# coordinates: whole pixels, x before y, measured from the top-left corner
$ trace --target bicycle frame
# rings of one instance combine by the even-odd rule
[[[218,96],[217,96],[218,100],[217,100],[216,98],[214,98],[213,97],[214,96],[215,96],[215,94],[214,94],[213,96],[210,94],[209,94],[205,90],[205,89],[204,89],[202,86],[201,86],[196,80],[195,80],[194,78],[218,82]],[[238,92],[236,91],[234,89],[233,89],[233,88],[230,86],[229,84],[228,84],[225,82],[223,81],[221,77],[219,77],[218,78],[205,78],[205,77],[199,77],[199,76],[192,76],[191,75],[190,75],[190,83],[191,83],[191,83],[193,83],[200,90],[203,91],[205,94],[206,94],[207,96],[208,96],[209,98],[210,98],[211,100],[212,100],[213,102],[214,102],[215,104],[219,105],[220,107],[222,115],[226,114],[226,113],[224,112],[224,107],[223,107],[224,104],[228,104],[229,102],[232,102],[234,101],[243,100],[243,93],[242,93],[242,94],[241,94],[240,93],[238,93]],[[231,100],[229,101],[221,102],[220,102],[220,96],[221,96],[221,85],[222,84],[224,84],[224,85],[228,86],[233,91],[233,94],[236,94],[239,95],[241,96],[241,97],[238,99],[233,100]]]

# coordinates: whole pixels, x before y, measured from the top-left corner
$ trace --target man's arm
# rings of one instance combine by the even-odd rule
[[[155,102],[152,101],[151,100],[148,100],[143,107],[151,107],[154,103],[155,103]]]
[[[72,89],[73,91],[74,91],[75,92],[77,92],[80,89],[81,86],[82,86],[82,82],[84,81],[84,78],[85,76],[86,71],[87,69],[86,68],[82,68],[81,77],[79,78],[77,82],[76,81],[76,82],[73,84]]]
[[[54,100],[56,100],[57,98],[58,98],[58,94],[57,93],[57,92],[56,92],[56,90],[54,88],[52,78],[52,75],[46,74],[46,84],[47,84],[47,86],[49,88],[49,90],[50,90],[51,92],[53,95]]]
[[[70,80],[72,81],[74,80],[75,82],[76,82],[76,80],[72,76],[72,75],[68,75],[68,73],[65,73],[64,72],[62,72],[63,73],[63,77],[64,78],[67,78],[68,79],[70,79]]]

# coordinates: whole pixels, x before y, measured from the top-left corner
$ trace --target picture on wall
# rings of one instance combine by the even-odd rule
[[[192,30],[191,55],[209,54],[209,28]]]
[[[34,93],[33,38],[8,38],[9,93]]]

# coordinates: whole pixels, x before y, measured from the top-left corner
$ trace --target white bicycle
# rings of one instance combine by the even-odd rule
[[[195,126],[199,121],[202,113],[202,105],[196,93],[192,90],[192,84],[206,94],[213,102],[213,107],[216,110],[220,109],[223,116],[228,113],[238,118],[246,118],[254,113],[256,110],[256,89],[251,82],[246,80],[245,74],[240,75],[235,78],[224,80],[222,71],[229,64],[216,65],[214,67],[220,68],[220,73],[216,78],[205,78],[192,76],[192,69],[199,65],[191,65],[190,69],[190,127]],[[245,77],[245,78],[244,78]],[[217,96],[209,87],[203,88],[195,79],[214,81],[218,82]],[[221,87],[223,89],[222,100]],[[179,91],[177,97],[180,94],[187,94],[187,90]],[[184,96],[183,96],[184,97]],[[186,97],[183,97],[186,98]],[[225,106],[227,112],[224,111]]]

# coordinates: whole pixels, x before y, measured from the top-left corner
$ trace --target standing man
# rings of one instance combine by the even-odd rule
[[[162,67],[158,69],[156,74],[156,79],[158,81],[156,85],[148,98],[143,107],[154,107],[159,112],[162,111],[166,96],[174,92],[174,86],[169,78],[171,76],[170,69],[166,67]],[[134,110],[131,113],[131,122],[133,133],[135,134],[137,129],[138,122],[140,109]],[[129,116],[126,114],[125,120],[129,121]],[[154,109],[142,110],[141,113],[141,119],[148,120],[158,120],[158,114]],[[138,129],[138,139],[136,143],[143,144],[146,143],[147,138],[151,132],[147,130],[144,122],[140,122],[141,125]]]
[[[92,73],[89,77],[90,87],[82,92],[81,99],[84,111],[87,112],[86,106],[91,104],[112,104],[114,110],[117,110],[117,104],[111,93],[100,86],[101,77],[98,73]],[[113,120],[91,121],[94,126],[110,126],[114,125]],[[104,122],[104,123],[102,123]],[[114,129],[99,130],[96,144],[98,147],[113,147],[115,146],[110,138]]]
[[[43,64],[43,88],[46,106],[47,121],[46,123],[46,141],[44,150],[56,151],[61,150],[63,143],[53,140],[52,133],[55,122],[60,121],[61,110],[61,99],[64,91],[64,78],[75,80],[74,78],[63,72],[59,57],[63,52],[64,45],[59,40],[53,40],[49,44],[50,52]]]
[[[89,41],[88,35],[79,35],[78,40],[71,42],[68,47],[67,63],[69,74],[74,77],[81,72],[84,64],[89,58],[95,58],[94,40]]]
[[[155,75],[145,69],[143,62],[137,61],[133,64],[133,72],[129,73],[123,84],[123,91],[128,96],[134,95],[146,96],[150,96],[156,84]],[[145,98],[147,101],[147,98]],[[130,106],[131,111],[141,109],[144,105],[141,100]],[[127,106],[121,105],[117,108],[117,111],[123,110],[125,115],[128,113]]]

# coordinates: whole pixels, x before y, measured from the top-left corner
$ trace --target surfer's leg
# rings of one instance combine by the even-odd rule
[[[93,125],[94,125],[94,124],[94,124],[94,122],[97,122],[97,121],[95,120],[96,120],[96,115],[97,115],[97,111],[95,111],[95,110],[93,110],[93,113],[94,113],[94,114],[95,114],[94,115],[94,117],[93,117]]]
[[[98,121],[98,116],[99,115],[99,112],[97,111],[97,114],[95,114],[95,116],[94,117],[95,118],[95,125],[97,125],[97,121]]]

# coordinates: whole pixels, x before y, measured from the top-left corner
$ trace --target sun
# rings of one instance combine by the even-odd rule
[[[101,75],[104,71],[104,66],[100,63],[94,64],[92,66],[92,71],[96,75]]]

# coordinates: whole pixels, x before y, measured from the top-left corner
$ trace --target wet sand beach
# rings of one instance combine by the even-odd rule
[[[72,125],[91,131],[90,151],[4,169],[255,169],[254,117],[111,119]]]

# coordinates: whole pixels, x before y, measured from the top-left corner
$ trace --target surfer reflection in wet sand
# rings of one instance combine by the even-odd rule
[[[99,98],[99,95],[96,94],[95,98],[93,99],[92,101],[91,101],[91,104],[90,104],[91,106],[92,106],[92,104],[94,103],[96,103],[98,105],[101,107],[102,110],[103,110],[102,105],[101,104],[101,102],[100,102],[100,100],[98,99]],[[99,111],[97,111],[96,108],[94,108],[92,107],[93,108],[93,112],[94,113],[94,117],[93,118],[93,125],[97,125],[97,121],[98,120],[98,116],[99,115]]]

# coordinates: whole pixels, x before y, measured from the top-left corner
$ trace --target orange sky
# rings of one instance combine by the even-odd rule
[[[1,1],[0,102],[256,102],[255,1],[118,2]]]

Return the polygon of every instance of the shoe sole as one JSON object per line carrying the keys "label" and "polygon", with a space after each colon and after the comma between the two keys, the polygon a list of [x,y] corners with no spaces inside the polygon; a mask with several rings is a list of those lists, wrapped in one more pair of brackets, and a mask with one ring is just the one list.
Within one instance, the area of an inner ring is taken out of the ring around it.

SHORT TASK »
Which lines in the entries above contain the string "target"? Collect each one in full, treating uppercase and lowercase as different.

SOLUTION TO THE PROBLEM »
$ trace --target bicycle frame
$ trace --target man's arm
$ trace --target picture on wall
$ trace --target white bicycle
$ trace --target standing man
$ trace --target surfer's leg
$ trace --target sun
$ trace --target wet sand beach
$ trace --target surfer reflection in wet sand
$ trace --target orange sky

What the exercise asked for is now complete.